──────── Given data ────────

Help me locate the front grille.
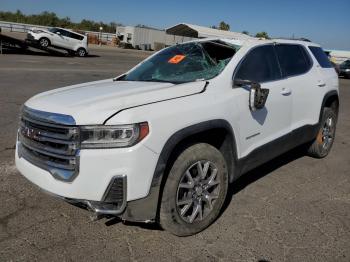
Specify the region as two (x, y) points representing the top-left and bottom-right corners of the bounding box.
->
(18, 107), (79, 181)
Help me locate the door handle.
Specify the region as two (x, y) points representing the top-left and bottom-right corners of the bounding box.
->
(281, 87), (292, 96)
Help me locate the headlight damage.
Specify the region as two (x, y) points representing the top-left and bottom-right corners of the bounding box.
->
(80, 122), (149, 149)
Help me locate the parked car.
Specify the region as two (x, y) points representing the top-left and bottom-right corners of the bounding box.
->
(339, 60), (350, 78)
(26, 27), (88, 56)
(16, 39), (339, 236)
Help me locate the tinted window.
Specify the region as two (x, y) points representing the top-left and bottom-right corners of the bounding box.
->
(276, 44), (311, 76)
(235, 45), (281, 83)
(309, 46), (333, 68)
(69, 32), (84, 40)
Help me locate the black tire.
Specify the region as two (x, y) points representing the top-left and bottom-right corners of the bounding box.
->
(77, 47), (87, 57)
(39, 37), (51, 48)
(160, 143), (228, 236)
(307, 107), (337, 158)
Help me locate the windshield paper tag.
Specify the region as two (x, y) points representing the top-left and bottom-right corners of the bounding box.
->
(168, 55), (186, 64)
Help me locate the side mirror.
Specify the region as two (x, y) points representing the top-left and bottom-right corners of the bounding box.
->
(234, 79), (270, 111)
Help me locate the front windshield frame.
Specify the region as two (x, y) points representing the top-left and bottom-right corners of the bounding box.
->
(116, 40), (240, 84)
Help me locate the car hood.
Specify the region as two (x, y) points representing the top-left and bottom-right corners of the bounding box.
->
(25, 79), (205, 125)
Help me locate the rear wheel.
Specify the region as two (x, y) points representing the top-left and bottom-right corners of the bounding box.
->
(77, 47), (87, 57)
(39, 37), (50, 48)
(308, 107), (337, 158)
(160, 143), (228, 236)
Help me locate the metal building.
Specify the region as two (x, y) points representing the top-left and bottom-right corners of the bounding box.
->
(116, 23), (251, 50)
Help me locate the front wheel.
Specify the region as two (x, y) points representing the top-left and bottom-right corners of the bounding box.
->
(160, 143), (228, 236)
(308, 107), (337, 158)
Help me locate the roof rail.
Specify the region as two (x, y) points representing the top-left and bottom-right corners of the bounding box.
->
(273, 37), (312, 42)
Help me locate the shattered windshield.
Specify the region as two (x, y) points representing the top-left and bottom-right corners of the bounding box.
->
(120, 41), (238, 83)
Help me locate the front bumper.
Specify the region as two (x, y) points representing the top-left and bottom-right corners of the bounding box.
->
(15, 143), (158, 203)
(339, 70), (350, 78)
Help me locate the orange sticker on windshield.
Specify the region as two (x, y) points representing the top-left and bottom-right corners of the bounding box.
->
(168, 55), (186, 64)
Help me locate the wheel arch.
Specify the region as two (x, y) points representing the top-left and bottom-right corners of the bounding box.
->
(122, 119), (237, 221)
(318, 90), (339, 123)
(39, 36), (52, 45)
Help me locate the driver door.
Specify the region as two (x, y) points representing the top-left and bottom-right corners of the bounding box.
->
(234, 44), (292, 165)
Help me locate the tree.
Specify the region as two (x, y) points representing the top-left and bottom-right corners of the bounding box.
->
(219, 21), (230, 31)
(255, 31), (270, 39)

────────

(Stated task)
Can you convert every line of the records above into a JSON list of strings, one string per line, with blank lines skipped and the pictures left out?

(Task response)
[
  "Help me locate the front grille.",
  "Specify the region as two (x, y) points representing the top-left and bottom-right corners of the bounding box.",
  "->",
  "(18, 107), (79, 181)",
  "Help me locate the door handle.",
  "Specify the region as two (x, y) points representing the top-left and bottom-right corners of the bounding box.",
  "->",
  "(281, 87), (292, 96)",
  "Help me locate the headlight damage.",
  "Specify the region as two (x, y) points representing the top-left and bottom-right corners of the bounding box.",
  "->",
  "(80, 122), (149, 149)",
  "Help me locate the parked car.",
  "Specify the region as two (x, y) points representing the top-left and bottom-right corners of the bounding box.",
  "->",
  "(339, 60), (350, 78)",
  "(26, 27), (88, 56)",
  "(16, 39), (339, 236)",
  "Help me locate the tinted window.",
  "Specify the region as two (x, y) points representing the top-left and bottom-right corners of the bounding box.",
  "->",
  "(276, 44), (311, 76)",
  "(235, 45), (281, 83)",
  "(309, 46), (333, 68)",
  "(69, 32), (84, 40)",
  "Help me locate the black tire.",
  "Specify the region as two (x, y) points representing the top-left and bottom-right corners of the bounding box.",
  "->",
  "(77, 47), (87, 57)",
  "(39, 37), (51, 48)",
  "(160, 143), (228, 236)",
  "(307, 107), (337, 158)",
  "Help me locate the windshield paper tag.",
  "Specify the region as two (x, y) points representing the top-left and bottom-right corners of the bounding box.",
  "->",
  "(168, 55), (186, 64)",
  "Help me locate the side mirror.",
  "Specify the region as two (x, y) points representing the top-left and bottom-right corners of the bounding box.",
  "->",
  "(234, 79), (270, 111)",
  "Help me locate the front windshield frame.",
  "Specify the region as two (x, y) points representing the top-left and bottom-right corners of the bounding box.",
  "->",
  "(116, 40), (240, 84)",
  "Help me locate the car hood.",
  "Specify the region as two (x, y) points representing the top-left and bottom-right corners of the bounding box.",
  "->",
  "(25, 79), (205, 125)",
  "Help me locate the rear wheel.",
  "Specify the region as two (x, y) points representing the top-left and bottom-right corners of the bounding box.",
  "->",
  "(77, 47), (87, 57)",
  "(39, 37), (50, 48)",
  "(308, 107), (337, 158)",
  "(160, 143), (228, 236)",
  "Help me locate the metal building.",
  "Specify the region as two (x, y) points representing the top-left and bottom-right corners of the bounding box.",
  "->",
  "(116, 23), (251, 50)",
  "Help me locate the front wheel.",
  "Specify the region as two (x, y) points representing the top-left and bottom-right corners of the bounding box.",
  "->",
  "(160, 143), (228, 236)",
  "(308, 107), (337, 158)",
  "Help me locate the roof rail.",
  "Specify the region as two (x, y) points representing the top-left and bottom-right corners of the bounding box.",
  "->",
  "(273, 37), (312, 42)",
  "Help me locate the shattered windshield.",
  "Specify the region as two (x, y) points representing the top-left and bottom-right corners of the bounding box.",
  "->",
  "(120, 41), (238, 83)",
  "Help me locate the front bumper.",
  "Specify the region as two (x, y) points representing the top-left and bottom-right corners of the bounding box.",
  "->",
  "(15, 143), (158, 203)",
  "(339, 70), (350, 78)",
  "Help me locate the orange sticker on windshield.",
  "Specify the region as two (x, y) points representing the top-left and bottom-right corners of the bounding box.",
  "->",
  "(168, 55), (186, 64)",
  "Help me locate the wheel arch.",
  "Specify the region as two (x, y) points representing the top-left and bottom-right corners of the bounding box.",
  "->",
  "(122, 119), (237, 221)",
  "(318, 90), (339, 123)",
  "(39, 36), (52, 45)",
  "Help me locate the driver door.",
  "Specify the region as two (x, y) points representing the top-left and bottom-right corners of the bounding box.",
  "->",
  "(234, 44), (292, 165)",
  "Help me locate the tree.",
  "Specify the region as two (x, y) points representing the top-left and bottom-right corners of the bounding box.",
  "->",
  "(219, 21), (230, 31)",
  "(255, 31), (270, 39)"
]